YOUR OBJECTIVE -
Rewrite all of the lines below, putting "enclosing rectangle" in place of "bounding box" wherever it occurs and leaving everything else unchanged. Omit the pictures from your answer.

ROWS -
###

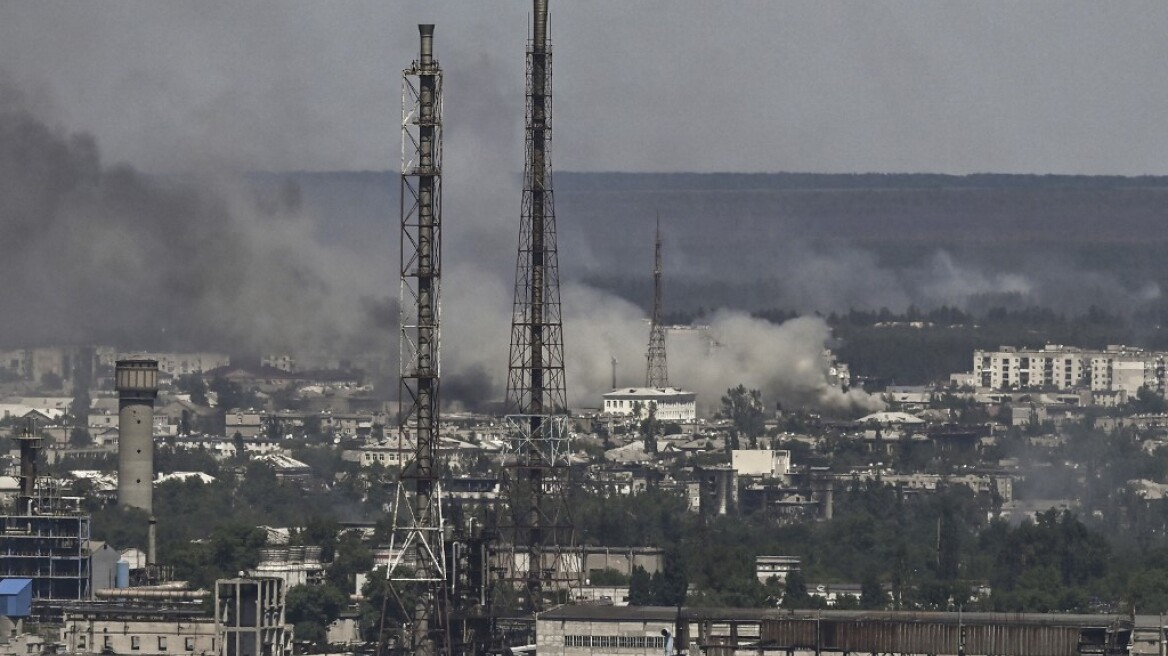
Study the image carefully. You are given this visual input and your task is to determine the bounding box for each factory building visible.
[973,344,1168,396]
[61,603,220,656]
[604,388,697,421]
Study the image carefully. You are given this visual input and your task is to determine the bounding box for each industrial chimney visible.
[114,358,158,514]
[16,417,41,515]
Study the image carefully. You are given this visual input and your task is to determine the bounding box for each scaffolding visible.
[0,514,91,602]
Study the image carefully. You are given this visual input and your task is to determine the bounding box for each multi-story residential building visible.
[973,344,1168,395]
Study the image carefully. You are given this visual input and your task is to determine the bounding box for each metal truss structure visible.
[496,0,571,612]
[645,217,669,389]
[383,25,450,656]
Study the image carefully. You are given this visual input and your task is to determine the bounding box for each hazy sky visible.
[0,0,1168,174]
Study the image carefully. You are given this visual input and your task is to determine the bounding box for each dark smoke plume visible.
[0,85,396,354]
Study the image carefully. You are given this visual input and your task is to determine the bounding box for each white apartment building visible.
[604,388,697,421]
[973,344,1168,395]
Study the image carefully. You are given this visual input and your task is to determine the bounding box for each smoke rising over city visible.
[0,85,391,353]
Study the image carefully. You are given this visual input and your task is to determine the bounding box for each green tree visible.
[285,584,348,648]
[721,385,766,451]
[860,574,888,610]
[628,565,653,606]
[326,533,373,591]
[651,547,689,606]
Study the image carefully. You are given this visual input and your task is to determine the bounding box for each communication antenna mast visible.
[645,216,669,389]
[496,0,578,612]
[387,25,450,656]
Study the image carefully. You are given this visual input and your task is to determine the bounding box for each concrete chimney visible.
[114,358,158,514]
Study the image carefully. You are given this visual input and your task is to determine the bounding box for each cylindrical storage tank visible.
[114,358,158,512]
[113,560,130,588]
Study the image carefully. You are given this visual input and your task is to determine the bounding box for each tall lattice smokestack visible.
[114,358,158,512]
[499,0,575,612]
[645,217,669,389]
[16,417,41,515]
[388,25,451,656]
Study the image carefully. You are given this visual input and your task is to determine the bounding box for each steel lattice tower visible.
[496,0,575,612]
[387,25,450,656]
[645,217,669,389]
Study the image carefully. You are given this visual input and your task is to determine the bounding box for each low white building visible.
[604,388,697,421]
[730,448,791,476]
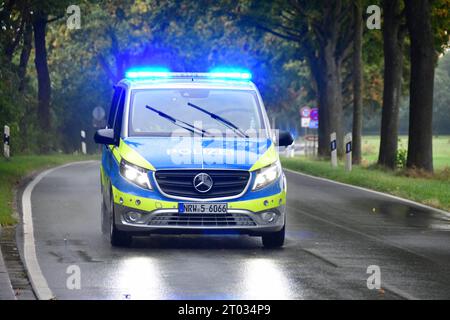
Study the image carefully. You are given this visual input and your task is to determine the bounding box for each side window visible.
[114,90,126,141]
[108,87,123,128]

###

FULL OUTPUT -
Study the image carefully. You are given this visual input and your task is to determine the enclosing rectangle for each factory building visible.
[973,344,1168,396]
[61,603,220,656]
[604,388,697,421]
Study the image carefully. You are given this visual input and your task is to determine the enclosing rectangle for each industrial chimney visible.
[114,358,158,514]
[16,417,41,515]
Study the image carefully. You are given this visual input and your task is to determine the enclosing rectangle for each scaffolding visible.
[0,514,91,602]
Study the image carefully. You are given this visual input and your task is to determine the enclosing rectangle for each multi-story residential building visible.
[973,344,1168,395]
Study the image carefully. You are given this visual input and your task is to determine the enclosing rectangle for each metal truss structure visible.
[496,0,571,612]
[645,217,669,389]
[383,25,450,656]
Study the image carefully. You are given this visual input and your task is to determine the enclosing rectangle for each hazy sky visible.
[0,0,1168,174]
Study the image carefully. You are given this visual input and your task is to determine the enclosing rectangle for each dark smoke plume visible.
[0,85,396,354]
Study the image carefully. You are given this visual input and your task is to determine the enclosing rectangle for each white apartment building visible.
[604,388,697,421]
[973,344,1168,395]
Study the image carefully. You are given this visual input and your task is to determine the enclosing rectangle for each smoke rising over city visible.
[0,85,391,353]
Study the image carefully. You are given this visual input and your task is to determine the enclosing rectangle for each green tree visible.
[285,584,348,648]
[721,385,766,451]
[860,574,888,610]
[628,565,653,606]
[326,533,373,591]
[651,547,689,606]
Study the image carefully. You are given this visual input and your task is to determine the enclosing rectangle for each communication antenna mast visible.
[645,216,669,389]
[496,0,578,612]
[387,25,450,656]
Study the image carefully. You are given this visual input and your task is to determine the enclosing rectangle for each concrete chimney visible.
[114,358,158,514]
Study the image carefully. You are given this visual input and your task is to determine the enclosing rectangle for each cylindrical storage tank visible.
[114,358,158,512]
[113,560,130,588]
Study the image carefully. You are given this visual input and your task is to determine the enclosing rectangle for each tall lattice smokestack visible.
[114,358,158,512]
[499,0,575,612]
[645,217,669,389]
[16,417,41,515]
[388,25,451,656]
Study the image carefully. You are given this visual input and your task is to determine the enclosing rectangle for each steel lattice tower visible.
[496,0,575,612]
[387,25,450,656]
[645,217,669,389]
Study the image carefully. You are given this visual input and your task is to determine the enclosing rectangle for each low white building visible.
[604,388,697,421]
[730,448,791,476]
Study the image carefully. You are given this visual input and your task is to determine the enclosing rectangle for each side window visible.
[114,90,126,141]
[108,87,123,128]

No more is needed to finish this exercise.